**Supplied material**

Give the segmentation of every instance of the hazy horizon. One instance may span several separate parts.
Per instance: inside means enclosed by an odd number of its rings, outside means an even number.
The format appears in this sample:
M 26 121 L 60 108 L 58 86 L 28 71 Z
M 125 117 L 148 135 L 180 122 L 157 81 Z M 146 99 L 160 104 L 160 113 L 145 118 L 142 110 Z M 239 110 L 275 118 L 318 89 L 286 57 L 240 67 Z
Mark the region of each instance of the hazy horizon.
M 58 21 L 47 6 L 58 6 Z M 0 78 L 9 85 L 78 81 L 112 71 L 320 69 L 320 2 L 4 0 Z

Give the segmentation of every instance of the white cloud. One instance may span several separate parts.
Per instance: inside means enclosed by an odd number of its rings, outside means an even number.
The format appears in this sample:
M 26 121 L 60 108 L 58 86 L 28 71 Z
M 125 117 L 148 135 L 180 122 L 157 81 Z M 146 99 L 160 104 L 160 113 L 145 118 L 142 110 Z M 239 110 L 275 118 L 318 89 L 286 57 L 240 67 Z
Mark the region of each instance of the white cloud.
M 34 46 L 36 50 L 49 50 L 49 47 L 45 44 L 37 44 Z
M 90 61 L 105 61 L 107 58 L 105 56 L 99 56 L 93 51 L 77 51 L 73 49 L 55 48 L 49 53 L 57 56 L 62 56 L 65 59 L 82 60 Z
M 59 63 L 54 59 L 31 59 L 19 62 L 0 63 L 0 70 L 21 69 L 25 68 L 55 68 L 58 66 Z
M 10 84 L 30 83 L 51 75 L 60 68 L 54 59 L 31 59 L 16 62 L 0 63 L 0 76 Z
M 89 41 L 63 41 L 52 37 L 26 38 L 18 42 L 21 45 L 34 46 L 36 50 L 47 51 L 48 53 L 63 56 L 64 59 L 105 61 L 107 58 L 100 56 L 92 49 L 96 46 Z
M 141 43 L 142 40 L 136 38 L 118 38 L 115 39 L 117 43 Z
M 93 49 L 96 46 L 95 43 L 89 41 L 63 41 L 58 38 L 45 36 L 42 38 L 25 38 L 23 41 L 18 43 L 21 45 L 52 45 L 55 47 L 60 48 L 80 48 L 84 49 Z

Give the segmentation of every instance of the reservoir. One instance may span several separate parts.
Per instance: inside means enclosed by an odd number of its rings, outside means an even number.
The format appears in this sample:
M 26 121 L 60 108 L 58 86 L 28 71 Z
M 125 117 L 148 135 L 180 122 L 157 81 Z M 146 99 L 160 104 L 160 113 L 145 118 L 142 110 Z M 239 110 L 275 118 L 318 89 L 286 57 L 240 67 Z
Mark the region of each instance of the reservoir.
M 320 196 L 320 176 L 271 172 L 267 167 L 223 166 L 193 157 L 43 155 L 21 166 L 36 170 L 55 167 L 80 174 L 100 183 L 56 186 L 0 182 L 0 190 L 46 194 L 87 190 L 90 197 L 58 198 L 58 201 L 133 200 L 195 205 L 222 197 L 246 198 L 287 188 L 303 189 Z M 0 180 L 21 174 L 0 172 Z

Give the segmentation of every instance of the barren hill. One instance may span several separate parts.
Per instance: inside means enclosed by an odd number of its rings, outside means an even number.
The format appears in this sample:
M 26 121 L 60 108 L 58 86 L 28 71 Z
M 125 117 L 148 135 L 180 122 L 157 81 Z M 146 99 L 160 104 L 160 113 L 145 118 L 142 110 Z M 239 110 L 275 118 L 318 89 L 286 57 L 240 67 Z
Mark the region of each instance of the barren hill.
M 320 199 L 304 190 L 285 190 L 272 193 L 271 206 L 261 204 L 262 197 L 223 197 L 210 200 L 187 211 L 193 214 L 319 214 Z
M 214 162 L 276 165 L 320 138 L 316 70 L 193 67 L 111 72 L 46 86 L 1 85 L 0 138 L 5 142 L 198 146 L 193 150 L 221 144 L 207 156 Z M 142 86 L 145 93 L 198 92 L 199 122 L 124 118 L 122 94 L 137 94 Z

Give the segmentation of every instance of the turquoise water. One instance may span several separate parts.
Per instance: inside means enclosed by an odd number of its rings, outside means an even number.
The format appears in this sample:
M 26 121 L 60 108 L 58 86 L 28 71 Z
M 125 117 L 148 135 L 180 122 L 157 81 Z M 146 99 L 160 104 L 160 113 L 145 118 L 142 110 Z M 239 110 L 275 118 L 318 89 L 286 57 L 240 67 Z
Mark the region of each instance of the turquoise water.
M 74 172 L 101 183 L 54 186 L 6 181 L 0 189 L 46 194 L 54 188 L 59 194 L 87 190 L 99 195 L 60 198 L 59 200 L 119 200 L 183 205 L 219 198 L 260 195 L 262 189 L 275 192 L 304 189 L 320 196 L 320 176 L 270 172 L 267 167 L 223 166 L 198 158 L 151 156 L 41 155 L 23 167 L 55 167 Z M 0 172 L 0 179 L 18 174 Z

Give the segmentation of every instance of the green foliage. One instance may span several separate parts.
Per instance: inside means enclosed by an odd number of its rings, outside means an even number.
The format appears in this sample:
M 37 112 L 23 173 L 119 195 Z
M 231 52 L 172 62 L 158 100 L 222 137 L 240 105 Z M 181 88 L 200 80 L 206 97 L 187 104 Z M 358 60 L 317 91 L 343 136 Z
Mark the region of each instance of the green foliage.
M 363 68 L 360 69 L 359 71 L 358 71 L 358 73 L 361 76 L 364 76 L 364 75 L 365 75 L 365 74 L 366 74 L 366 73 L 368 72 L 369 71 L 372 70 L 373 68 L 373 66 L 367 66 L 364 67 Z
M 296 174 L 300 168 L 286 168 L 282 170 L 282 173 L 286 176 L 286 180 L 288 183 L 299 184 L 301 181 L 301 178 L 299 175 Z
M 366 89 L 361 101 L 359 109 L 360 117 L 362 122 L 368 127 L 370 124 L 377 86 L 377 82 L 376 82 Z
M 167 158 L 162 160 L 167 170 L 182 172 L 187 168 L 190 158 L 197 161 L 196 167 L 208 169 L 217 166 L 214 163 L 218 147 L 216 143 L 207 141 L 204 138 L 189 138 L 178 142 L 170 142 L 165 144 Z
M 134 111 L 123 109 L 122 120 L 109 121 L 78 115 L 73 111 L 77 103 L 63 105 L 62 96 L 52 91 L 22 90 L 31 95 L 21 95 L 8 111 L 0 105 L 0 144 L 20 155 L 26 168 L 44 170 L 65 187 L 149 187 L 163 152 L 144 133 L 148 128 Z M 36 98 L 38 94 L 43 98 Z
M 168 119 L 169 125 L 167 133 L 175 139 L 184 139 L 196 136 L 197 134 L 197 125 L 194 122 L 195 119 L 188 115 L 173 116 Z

**Instructions for the task**
Rewrite every line of the listing above as a numbered list, omitting the blank lines.

**Answer to this task**
1. Give the segmentation of every instance of the hazy horizon. One instance may span several separate parts.
2. Per instance: inside means enclosed by an odd number of its rings, outside means an even number.
3. The format appears in this sample:
4. M 26 121 L 60 108 L 58 86 L 28 71 Z
5. M 125 117 L 148 135 L 180 122 L 157 81 Z M 146 99 L 160 104 L 160 113 L 145 118 L 142 110 Z M 239 110 L 275 118 L 318 89 L 286 57 L 240 67 Z
6. Mark the region of each instance of the hazy horizon.
7. M 58 21 L 47 6 L 58 6 Z M 0 78 L 9 85 L 78 81 L 112 71 L 320 69 L 320 2 L 4 0 Z
8. Give the segmentation of every instance of the white cloud. One instance may span several separate parts.
9. Per instance: inside means enclosed by an odd number of its rings, outside means an even number.
10. The format appears in this sample:
11. M 26 121 L 60 108 L 58 86 L 28 71 Z
12. M 125 117 L 148 135 L 180 122 L 157 81 Z M 146 99 L 160 104 L 160 113 L 145 118 L 142 110 Z M 239 110 L 275 118 L 318 89 L 286 57 L 240 67 Z
13. Mark the region of each instance of the white cloud.
14. M 34 46 L 36 50 L 49 50 L 49 47 L 45 44 L 37 44 Z
15. M 90 61 L 105 61 L 107 58 L 105 56 L 99 56 L 93 51 L 77 51 L 73 49 L 55 48 L 49 53 L 57 56 L 62 56 L 65 59 L 82 60 Z
16. M 59 63 L 54 59 L 31 59 L 19 62 L 0 63 L 0 70 L 21 69 L 25 68 L 55 68 L 58 66 Z
17. M 10 84 L 30 83 L 51 75 L 60 68 L 54 59 L 31 59 L 16 62 L 0 63 L 0 76 Z
18. M 89 41 L 63 41 L 52 37 L 26 38 L 18 42 L 21 45 L 34 46 L 36 50 L 47 51 L 48 53 L 63 56 L 64 59 L 105 61 L 107 58 L 100 56 L 92 49 L 96 46 Z
19. M 141 43 L 142 40 L 136 38 L 118 38 L 115 39 L 117 43 Z
20. M 93 49 L 96 46 L 95 43 L 89 41 L 63 41 L 58 38 L 45 36 L 42 38 L 25 38 L 23 41 L 18 43 L 21 45 L 52 45 L 55 47 L 60 48 L 80 48 L 84 49 Z
21. Give the segmentation of every instance of the reservoir. One instance may span several separate parts.
22. Per instance: inside means enclosed by an odd number of its rings, outside means an even number.
23. The format appears in this sample:
24. M 26 121 L 60 108 L 58 86 L 28 71 Z
25. M 125 117 L 148 135 L 180 122 L 157 81 Z M 146 99 L 160 104 L 160 113 L 145 118 L 142 110 Z M 239 110 L 275 118 L 318 89 L 286 57 L 240 67 Z
26. Mark the region of each instance of the reservoir.
27. M 320 196 L 320 176 L 271 172 L 267 167 L 223 166 L 193 157 L 43 155 L 21 166 L 36 170 L 55 167 L 80 174 L 100 183 L 56 186 L 0 182 L 0 190 L 46 194 L 87 190 L 90 197 L 58 198 L 58 201 L 133 200 L 195 205 L 222 197 L 246 198 L 287 188 L 303 189 Z M 0 180 L 21 174 L 0 172 Z
28. Give the segmentation of every instance of the barren hill. One instance may span several separate parts.
29. Per instance: inside means enclosed by an odd number of its rings, outside means an even number.
30. The format appears in this sample:
31. M 26 121 L 60 108 L 58 86 L 28 71 Z
32. M 125 117 L 148 135 L 180 122 L 157 81 Z M 146 99 L 160 104 L 160 113 L 145 118 L 142 110 Z M 239 110 L 275 118 L 318 89 L 286 57 L 240 67 Z
33. Mark the region of each instance of the barren hill.
34. M 320 199 L 304 190 L 285 190 L 272 193 L 271 206 L 261 204 L 262 197 L 223 197 L 210 200 L 187 211 L 193 214 L 319 214 Z
35. M 214 162 L 276 165 L 320 138 L 316 70 L 193 67 L 111 72 L 46 86 L 1 85 L 0 138 L 5 142 L 198 146 L 193 150 L 221 144 L 207 156 Z M 142 86 L 145 93 L 198 92 L 199 122 L 124 118 L 122 94 L 137 94 Z
36. Give the segmentation of every instance of the turquoise water. One instance may span several separate parts.
37. Per instance: inside means enclosed by an odd number of its rings, outside means an even number.
38. The format appears in this sample:
39. M 26 121 L 60 108 L 58 86 L 28 71 Z
40. M 125 117 L 148 135 L 180 122 L 157 81 Z M 146 99 L 160 104 L 160 113 L 145 118 L 142 110 Z M 239 110 L 275 118 L 318 89 L 286 57 L 240 67 Z
41. Mark the region of each instance of the turquoise water.
42. M 74 172 L 101 183 L 54 186 L 6 181 L 0 189 L 46 194 L 54 188 L 59 194 L 87 190 L 99 195 L 60 198 L 59 200 L 119 200 L 183 205 L 219 198 L 260 195 L 262 189 L 275 192 L 304 189 L 320 196 L 320 176 L 270 172 L 267 167 L 223 166 L 198 158 L 151 156 L 41 155 L 23 167 L 55 167 Z M 0 172 L 0 179 L 18 174 Z
43. Give the segmentation of every instance of the green foliage. One instance may span several separate parts.
44. Per instance: inside means enclosed by an odd number of its rings, outside means an even number.
45. The format appears in this sample:
46. M 37 112 L 23 173 L 119 195 Z
47. M 231 52 L 172 62 L 158 100 L 222 137 L 240 105 Z M 181 88 L 200 80 L 206 97 L 187 104 Z M 358 60 L 317 91 L 343 136 Z
48. Mark the region of each instance of the green foliage.
49. M 363 68 L 360 69 L 359 71 L 358 71 L 358 73 L 361 76 L 364 76 L 364 75 L 365 75 L 365 74 L 366 74 L 366 73 L 368 72 L 369 71 L 372 70 L 373 68 L 373 66 L 367 66 L 364 67 Z
50. M 296 174 L 300 168 L 286 168 L 282 170 L 282 173 L 286 176 L 286 180 L 288 183 L 299 184 L 301 181 L 301 178 L 299 175 Z
51. M 366 89 L 361 101 L 359 109 L 360 117 L 362 122 L 368 127 L 370 124 L 377 86 L 377 82 L 376 82 Z
52. M 167 158 L 162 160 L 167 170 L 182 172 L 187 168 L 190 158 L 197 161 L 196 167 L 208 169 L 217 166 L 214 163 L 218 147 L 216 143 L 207 141 L 204 138 L 189 138 L 178 142 L 170 142 L 165 144 Z
53. M 134 111 L 123 109 L 122 120 L 109 121 L 78 115 L 73 111 L 77 103 L 63 105 L 62 96 L 52 91 L 22 90 L 31 95 L 21 95 L 8 111 L 0 105 L 0 144 L 20 155 L 26 168 L 44 170 L 65 187 L 149 187 L 163 152 L 144 133 L 148 128 Z M 36 98 L 38 94 L 43 98 Z
54. M 168 119 L 169 125 L 167 133 L 175 139 L 184 139 L 196 136 L 197 134 L 197 125 L 194 122 L 195 119 L 188 115 L 173 116 Z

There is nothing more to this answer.